Drop the pictures from the entries below, then reproduce the rest exactly.
★ ★ ★ ★ ★
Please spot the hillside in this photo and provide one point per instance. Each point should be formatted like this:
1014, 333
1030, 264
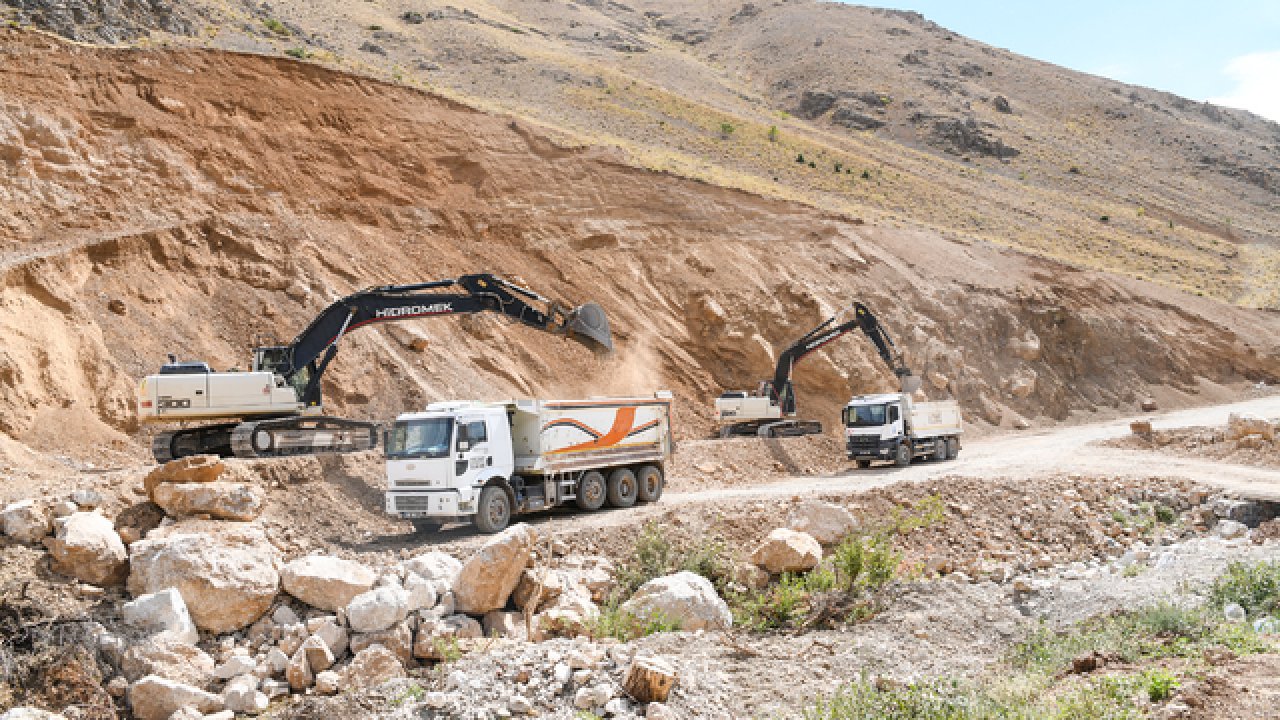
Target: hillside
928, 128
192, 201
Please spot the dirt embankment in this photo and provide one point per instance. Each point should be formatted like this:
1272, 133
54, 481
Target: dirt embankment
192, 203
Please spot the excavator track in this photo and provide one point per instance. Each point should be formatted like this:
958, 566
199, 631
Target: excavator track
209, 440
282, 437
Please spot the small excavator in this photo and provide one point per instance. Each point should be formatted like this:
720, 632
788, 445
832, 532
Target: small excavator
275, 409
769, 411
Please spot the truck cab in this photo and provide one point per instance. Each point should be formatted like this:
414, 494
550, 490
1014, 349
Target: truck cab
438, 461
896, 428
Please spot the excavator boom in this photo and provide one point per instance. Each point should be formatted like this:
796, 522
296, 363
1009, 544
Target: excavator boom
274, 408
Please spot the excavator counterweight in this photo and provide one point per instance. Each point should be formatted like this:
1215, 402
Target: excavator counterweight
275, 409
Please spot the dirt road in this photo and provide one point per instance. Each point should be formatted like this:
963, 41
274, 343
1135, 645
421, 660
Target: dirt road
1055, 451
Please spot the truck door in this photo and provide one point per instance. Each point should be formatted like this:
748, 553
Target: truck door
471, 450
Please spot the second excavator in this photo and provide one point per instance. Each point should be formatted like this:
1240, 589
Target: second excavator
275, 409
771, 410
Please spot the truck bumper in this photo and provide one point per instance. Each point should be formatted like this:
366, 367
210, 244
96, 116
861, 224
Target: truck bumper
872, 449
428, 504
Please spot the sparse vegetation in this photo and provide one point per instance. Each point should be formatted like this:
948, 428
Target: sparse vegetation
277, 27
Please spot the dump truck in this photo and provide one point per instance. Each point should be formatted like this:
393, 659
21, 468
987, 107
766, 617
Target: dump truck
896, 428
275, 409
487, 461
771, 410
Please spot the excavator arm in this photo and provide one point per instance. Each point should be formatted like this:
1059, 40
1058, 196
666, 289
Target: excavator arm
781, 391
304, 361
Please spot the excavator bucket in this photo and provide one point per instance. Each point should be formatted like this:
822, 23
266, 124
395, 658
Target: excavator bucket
★ ★ ★ ★ ★
- Exercise response -
Please spot the hillside in this photo and provide one point per instance. Each point should be formatted like this:
1014, 333
1030, 264
Target: hillside
928, 128
192, 201
Please spot the dirt embankment in this photo and provide one point per instance. Each point should be formatted like this:
1272, 133
54, 481
Target: dirt embankment
192, 203
Please spot the excavator track in this photo and provide one point per instance. Each point should be formatted like this:
958, 566
199, 631
Target: excavator track
209, 440
282, 437
Please spot the small excavator in this photo and provide one point per instance. Each point should be formatted like this:
720, 632
788, 445
832, 532
Target: small excavator
275, 409
769, 411
Please spot the truck cab in this photo and provide one point per instance. Each point should be formatted like this:
414, 494
550, 490
1014, 349
Target: truck cab
438, 461
896, 428
Please spot the excavator boom in this photo and provide one point per instance. Each point should be formatted like this:
796, 522
296, 363
1009, 544
Target: excavator boom
274, 408
Please spot the excavator counterweight in this photo and provide one point per instance. Each point should be formatted like this:
1215, 402
Target: excavator counterweight
275, 409
Please spot the dirt road in this photo and provide one point per instance. Each point should be formatted like this:
963, 41
274, 343
1135, 645
421, 660
Target: dirt road
1055, 451
Please spot the truck door in this photo and provide one point per instance. Each point should be formatted like this:
748, 553
Target: truck door
471, 450
Please spot the second excavator in this photo and provide one point per instance. Each point should be formatted like this:
1240, 589
Target: second excavator
275, 409
771, 410
Please spot the truck bumper in this photo and provide one point per instance. Each point should be formatted like this:
366, 367
210, 244
96, 116
861, 224
Target: truck bumper
872, 449
428, 504
Please spot the sparse vegetation in this photo and provide one point per instance. Each point should be formatted like this:
948, 428
Target: sparse vegetation
277, 27
Please spot the dump truck in this photo and provide one point per instance. Each point should be formatted like this:
393, 659
21, 468
987, 107
766, 617
Target: dump truck
896, 428
275, 409
487, 461
771, 410
Please spot the excavator arm in this photo and provide one point per instance. Each point should be formatted like this:
1059, 40
1058, 196
666, 289
Target: excavator arm
781, 391
304, 361
Please spot the excavator bucket in this photo and provide one point per instance. Each point should be formatted like this:
822, 23
266, 124
395, 658
Target: excavator bucket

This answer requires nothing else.